- **EXTRAIT À EXAMINER**:
%%
Cet arrêté est venu détailler le programme des épreuves écrites d’admissibilité, désormais sur un sujet unique choisis au niveau national par une commission, et des épreuves orales d’admission. Il a, notamment, remplacé l’épreuve écrite de spécialité, pour laquelle il appartenait jusqu’alors aux candidats de choisir une matière dans une liste de onze matières, comportant notamment le droit fiscal des affaires, par une nouvelle épreuve de cas pratique pour laquelle les candidats ont à choisir une matière dans une liste qui, désormais, comporte seulement le droit civil, le droit des affaires, le droit social, le droit pénal, le droit administratif et le droit international et européen. Il supprime également, dans le cadre des épreuves orales d’admission, la seconde épreuve orale, pour laquelle les candidats avaient jusque-là le choix entre les mêmes onze matières que pour l’épreuve écrite.
%%
(Entrées enregistrées)
%%
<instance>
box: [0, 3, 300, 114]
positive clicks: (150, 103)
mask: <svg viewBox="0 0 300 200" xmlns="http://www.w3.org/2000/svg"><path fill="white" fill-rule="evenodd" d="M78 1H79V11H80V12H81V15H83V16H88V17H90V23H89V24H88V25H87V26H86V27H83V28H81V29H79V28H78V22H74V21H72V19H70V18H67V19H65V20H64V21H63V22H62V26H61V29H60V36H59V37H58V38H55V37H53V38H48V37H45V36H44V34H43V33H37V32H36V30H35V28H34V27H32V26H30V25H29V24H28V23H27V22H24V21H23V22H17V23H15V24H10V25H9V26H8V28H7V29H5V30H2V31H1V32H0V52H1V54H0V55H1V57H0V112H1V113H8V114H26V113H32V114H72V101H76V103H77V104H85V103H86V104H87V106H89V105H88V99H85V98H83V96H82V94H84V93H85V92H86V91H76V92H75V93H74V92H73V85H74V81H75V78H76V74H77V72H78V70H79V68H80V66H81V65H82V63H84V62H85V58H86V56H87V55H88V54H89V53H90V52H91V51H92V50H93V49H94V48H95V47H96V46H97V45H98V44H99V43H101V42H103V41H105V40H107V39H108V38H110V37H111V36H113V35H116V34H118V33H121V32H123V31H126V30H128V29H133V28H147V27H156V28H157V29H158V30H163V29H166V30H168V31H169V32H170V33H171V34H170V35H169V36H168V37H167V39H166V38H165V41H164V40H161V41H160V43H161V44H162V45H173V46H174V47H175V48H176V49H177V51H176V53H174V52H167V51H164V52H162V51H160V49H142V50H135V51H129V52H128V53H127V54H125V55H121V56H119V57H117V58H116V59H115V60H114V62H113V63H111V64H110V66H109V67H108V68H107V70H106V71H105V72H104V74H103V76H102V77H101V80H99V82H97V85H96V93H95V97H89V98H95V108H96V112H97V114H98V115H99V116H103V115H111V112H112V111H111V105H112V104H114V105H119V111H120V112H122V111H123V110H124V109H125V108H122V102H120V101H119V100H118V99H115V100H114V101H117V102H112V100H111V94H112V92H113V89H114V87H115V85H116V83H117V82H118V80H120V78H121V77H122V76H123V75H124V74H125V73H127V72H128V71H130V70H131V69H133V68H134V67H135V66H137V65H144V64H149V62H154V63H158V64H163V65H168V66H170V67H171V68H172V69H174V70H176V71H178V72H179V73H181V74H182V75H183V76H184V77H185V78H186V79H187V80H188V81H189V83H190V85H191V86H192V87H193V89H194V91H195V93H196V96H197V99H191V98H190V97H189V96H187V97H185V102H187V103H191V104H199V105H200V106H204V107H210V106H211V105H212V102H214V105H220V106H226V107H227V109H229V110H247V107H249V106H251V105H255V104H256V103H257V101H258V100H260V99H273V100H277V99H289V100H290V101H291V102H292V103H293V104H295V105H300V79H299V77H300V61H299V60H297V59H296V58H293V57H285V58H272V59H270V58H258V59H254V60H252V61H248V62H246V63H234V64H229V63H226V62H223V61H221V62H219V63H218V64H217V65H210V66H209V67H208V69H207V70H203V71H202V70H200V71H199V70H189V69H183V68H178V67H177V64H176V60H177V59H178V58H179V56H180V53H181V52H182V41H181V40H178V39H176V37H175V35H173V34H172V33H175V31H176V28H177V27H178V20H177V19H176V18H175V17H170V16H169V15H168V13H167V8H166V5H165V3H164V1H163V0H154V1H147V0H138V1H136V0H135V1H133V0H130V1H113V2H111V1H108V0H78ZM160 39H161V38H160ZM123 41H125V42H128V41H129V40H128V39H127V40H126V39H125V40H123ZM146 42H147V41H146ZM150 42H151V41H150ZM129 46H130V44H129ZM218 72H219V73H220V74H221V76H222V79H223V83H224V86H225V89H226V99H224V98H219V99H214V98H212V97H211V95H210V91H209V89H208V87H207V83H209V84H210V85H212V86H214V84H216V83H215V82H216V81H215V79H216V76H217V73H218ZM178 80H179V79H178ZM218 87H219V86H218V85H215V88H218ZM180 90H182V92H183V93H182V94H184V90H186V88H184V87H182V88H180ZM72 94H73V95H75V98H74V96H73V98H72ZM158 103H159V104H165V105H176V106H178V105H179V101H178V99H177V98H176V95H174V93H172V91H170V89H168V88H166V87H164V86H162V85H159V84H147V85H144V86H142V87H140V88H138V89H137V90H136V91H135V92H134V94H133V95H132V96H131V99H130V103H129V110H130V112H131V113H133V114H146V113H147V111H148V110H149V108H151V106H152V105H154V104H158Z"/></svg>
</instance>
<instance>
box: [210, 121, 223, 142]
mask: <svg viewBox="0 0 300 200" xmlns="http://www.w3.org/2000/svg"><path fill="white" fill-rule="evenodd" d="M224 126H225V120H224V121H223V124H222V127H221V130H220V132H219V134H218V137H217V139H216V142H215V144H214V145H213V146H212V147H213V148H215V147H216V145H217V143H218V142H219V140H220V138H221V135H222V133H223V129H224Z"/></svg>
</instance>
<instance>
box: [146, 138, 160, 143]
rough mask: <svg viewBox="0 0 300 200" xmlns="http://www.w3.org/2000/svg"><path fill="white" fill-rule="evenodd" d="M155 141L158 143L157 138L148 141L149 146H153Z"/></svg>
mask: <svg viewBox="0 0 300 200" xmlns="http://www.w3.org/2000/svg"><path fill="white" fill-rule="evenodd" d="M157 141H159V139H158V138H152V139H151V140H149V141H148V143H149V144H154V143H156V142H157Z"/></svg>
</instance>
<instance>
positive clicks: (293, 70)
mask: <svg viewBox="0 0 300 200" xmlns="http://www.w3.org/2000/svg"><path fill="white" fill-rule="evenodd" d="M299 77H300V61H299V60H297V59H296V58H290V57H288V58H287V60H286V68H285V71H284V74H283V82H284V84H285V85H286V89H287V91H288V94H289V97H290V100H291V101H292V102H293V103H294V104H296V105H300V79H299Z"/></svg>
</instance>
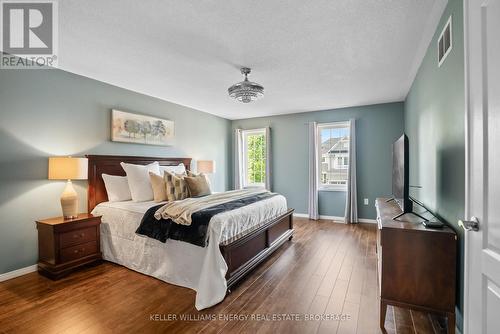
%%
- **EXERCICES À TRAITER**:
**A.** Affichez toutes les lignes qui contiennent la chaîne « clicks », en respectant la casse.
**B.** Prolongez l'extrait sur la réforme des épreuves d'admissibilité et d'admission au-delà de sa dernière phrase.

- **RÉPONSES NUMÉROTÉES**:
**A.**
positive clicks: (150, 103)
positive clicks: (293, 70)

**B.**
C’est cette disparition du droit fiscal du programme (comp. ancien arr. du 11 sept. 2003 fixant le programme et les modalités de l’examen d’accès au CRFPA), chagrinant les spécialistes de la matière, qui faisait l’objet d’un recours devant le Conseil d’État. À cet égard, la demande d’annulation d’un « maître de conférences ayant notamment en charge, au sein de l’institut d’études judiciaires de l’université d’Aix-Marseille, la préparation des étudiants à l’épreuve de spécialité en droit fiscal de l’examen d’entrée au CRFPA » a été jugée recevable, à l’inverse de celle d’un « professeur des universités chargé d’enseignements en droit fiscal, coauteur d’un manuel de droit fiscal général destiné à un public d’étudiants en licence, master ou doctorat et de professionnels », le Conseil d’État considérant que l’arrêté n’affecte pas de manière suffisamment directe ses prérogatives d’enseignant et qu’il ne justifie pas d’un intérêt direct et certain à solliciter l’annulation de l’arrêté.

Abordant le fond, le Conseil d’État considère que le pouvoir réglementaire dispose, pour fixer l’organisation et le programme des épreuves de l’examen d’accès aux CRFPA, d’une marge d’appréciation étendue, sous réserve que l’organisation et le programme de ces épreuves soient de nature à permettre au jury de s’assurer des connaissances et des aptitudes des candidats à l’exercice de la profession d’avocat (L. 31 déc. 1971, art. 12).

Il estime, à cet égard, que l’arrêté a entendu orienter les programmes en cause vers une mise en œuvre pratique des connaissances générales acquises dans les cursus universitaires qui sont indispensables à l’accès à la profession d’avocat. Et considère, dès lors, que la circonstance que les candidats ne se voient plus offrir la possibilité de choisir, à titre d’option, le droit fiscal des affaires, ne fait pas obstacle à ce que le jury s’assure des connaissances et des aptitudes des candidats à l’exercice de la profession d’avocat.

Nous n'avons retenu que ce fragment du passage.